The task:
Count the lines of data that contain the string "blue", treating uppercase and lowercase as different. Give only the number.

Data to process:

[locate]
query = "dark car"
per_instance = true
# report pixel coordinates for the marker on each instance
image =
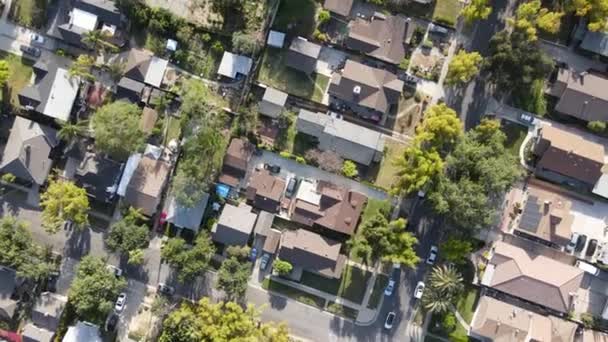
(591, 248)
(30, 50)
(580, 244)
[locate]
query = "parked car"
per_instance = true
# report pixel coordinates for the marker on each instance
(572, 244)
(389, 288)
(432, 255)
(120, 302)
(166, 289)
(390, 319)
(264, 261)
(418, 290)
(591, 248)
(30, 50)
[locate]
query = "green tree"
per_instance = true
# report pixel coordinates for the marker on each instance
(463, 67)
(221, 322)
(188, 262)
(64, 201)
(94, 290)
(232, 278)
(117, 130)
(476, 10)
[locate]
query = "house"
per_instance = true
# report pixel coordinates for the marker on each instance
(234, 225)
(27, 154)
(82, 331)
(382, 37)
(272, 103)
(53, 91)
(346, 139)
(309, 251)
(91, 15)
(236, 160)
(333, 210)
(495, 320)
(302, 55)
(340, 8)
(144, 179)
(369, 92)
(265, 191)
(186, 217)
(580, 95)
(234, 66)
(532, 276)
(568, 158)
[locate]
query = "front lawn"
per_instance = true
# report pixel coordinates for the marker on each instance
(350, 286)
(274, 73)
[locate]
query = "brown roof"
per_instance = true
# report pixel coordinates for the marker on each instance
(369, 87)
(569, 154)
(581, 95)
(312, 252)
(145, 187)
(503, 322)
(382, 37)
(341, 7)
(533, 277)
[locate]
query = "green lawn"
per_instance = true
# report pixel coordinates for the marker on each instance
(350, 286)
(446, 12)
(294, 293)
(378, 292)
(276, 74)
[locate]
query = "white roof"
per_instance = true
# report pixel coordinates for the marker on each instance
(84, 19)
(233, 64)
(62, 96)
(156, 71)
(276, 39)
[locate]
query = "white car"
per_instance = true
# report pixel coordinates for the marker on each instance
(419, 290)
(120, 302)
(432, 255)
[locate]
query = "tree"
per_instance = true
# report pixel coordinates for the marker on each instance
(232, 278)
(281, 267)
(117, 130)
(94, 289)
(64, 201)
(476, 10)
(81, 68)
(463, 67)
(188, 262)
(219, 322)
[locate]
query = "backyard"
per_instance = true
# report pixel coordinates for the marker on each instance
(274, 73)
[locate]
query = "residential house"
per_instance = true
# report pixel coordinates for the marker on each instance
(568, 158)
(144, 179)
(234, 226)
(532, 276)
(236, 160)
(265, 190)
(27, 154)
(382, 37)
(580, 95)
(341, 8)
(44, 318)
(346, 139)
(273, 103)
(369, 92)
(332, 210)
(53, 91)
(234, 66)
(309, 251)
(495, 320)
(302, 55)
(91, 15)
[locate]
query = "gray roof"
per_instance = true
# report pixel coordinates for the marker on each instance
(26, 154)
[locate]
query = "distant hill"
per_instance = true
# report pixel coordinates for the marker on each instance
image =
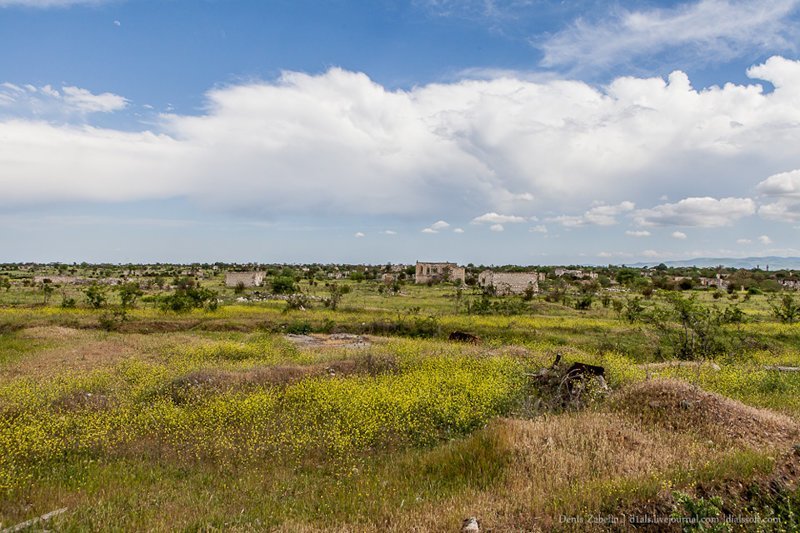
--
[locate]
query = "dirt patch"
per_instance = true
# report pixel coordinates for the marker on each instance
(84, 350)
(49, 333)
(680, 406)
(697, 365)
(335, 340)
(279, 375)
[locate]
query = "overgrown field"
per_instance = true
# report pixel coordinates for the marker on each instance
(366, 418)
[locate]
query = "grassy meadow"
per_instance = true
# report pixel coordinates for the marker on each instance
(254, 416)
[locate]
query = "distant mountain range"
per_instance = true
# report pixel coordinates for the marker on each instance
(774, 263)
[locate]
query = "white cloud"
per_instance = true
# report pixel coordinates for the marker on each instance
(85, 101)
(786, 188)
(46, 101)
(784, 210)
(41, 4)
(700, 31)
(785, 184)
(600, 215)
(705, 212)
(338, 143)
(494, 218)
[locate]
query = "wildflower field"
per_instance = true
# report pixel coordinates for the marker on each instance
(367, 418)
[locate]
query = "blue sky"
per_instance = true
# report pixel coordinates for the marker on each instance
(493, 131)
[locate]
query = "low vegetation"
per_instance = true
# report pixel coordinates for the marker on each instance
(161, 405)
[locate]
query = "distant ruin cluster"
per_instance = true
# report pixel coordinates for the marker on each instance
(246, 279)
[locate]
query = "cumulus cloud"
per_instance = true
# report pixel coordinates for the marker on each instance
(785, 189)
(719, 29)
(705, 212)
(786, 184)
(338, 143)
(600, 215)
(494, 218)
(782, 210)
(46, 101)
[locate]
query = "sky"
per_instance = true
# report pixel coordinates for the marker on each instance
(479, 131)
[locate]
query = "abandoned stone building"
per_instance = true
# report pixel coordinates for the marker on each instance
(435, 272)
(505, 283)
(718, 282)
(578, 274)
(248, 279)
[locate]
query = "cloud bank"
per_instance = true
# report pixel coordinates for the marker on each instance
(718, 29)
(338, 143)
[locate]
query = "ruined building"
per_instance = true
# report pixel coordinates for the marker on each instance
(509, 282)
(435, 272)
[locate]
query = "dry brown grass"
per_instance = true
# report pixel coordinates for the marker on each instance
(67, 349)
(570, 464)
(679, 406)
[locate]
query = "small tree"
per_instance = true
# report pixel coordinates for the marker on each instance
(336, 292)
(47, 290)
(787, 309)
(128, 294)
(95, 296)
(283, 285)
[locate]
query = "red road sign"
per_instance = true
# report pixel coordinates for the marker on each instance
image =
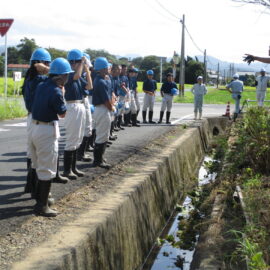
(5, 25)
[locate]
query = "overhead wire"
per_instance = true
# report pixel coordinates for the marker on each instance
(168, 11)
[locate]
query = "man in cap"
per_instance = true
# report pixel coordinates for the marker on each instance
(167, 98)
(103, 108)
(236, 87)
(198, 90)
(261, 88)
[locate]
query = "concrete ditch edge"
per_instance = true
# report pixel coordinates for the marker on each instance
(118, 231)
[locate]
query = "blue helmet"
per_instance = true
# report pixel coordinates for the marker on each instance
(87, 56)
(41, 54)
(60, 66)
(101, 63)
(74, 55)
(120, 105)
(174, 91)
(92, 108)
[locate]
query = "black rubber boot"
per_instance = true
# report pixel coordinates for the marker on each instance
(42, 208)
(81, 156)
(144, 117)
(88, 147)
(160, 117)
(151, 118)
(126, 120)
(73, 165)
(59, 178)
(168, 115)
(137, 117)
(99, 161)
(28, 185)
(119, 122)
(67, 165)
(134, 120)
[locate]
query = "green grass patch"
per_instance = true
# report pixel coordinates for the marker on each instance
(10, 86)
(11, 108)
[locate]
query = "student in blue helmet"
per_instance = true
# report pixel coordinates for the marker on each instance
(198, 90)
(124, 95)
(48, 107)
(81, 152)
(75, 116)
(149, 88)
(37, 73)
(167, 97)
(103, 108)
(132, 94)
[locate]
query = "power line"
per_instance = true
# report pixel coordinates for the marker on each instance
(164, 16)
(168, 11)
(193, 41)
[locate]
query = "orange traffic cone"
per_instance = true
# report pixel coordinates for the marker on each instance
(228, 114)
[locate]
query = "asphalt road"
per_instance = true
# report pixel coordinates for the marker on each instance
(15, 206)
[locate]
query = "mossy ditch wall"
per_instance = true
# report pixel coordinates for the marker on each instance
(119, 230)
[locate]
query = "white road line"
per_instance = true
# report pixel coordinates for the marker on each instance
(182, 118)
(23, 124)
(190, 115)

Solved exercise:
3